■ WORK ORDER ■
Starting at the line with "Find the beige", set down each line of the entries below through the last one, exactly as it stands.

Dataset items
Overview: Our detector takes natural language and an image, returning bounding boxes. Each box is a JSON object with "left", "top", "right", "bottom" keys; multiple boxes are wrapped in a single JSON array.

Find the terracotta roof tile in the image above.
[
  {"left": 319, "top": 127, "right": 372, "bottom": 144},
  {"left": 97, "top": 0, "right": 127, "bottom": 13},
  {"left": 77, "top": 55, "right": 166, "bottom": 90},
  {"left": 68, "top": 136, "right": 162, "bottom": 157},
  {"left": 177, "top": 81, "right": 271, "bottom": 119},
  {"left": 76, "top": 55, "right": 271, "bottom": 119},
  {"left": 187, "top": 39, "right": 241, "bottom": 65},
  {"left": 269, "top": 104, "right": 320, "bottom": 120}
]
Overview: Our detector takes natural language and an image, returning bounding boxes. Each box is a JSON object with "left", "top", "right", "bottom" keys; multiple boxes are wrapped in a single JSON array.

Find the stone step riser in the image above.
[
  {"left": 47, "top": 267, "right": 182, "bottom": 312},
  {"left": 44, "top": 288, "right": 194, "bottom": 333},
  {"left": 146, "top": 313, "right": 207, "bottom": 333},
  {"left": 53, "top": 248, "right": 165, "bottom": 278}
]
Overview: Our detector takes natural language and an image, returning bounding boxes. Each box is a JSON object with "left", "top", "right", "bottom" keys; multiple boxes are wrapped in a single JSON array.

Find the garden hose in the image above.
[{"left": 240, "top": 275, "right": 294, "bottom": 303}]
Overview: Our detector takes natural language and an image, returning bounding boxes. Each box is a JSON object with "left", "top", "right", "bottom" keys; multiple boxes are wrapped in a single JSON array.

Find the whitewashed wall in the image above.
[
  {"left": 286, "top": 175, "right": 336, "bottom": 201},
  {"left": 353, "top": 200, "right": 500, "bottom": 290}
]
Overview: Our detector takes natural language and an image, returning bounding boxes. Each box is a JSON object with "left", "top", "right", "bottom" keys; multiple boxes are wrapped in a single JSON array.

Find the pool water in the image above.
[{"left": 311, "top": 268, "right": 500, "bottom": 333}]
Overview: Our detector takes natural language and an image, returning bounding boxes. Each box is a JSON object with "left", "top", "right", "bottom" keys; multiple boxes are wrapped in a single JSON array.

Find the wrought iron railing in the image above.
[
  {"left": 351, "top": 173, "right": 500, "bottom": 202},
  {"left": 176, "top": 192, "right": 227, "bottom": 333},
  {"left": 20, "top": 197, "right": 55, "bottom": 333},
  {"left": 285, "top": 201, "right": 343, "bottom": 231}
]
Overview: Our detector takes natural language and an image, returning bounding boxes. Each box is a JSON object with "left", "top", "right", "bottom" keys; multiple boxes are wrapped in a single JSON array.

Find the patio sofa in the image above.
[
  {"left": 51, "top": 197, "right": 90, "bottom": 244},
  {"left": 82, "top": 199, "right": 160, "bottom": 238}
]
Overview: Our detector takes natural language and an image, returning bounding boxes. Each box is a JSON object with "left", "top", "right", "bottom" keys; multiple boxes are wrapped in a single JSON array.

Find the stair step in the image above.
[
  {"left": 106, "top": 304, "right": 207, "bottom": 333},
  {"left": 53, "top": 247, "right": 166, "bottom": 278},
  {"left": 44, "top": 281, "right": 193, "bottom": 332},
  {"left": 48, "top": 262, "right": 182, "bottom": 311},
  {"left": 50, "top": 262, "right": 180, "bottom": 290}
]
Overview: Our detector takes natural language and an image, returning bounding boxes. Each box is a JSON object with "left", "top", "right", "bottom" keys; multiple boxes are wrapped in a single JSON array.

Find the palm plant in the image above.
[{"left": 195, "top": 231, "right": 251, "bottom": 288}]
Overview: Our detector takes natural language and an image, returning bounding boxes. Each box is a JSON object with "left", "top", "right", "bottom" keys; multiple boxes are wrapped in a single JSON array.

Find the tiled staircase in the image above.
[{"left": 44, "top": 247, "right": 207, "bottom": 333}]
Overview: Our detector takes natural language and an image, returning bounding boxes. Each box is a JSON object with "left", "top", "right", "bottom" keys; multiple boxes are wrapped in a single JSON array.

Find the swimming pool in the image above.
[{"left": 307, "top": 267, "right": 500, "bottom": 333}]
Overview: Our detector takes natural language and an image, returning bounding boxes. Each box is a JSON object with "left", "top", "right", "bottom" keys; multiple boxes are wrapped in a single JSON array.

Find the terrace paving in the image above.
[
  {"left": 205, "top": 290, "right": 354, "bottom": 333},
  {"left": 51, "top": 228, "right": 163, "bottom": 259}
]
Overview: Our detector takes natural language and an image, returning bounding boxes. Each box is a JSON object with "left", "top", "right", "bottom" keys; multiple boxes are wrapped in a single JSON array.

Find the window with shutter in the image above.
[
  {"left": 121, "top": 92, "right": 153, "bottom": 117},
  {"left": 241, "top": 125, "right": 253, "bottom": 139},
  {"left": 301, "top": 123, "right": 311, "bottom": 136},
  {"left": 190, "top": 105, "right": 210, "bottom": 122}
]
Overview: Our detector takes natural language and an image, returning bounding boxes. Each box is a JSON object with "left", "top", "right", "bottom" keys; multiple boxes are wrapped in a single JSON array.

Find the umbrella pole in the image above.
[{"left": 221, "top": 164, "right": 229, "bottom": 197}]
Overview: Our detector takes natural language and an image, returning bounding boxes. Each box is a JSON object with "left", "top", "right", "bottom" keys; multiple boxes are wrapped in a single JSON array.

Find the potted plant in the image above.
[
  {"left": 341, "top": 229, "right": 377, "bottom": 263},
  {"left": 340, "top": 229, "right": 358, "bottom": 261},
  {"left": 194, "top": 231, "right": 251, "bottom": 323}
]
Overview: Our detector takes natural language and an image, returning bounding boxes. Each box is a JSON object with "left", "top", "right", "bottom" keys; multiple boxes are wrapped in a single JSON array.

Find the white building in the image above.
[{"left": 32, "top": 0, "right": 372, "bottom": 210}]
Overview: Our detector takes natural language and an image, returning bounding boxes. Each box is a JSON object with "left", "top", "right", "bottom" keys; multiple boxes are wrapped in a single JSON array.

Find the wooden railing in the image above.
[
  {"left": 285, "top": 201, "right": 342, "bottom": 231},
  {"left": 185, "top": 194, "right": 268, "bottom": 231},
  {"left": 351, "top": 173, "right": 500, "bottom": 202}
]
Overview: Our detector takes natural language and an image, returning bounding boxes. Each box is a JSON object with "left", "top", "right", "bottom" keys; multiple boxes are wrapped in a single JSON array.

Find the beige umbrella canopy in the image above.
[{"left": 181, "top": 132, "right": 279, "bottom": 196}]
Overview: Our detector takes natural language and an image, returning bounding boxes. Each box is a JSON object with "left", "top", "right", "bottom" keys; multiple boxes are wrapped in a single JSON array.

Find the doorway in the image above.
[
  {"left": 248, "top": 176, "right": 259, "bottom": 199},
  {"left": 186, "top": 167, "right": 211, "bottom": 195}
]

■ OUTPUT OF THE TASK ■
Find the beige umbrella canopy in the image above.
[{"left": 181, "top": 132, "right": 279, "bottom": 196}]
Overview: Our detector takes natural language and an image, returning bounding boxes. Each box is a JSON object with "left", "top", "right", "bottom" keys; multiple boxes are wrapped in a single JSON array.

Find the doorway in the image above.
[
  {"left": 248, "top": 176, "right": 259, "bottom": 199},
  {"left": 186, "top": 167, "right": 211, "bottom": 195}
]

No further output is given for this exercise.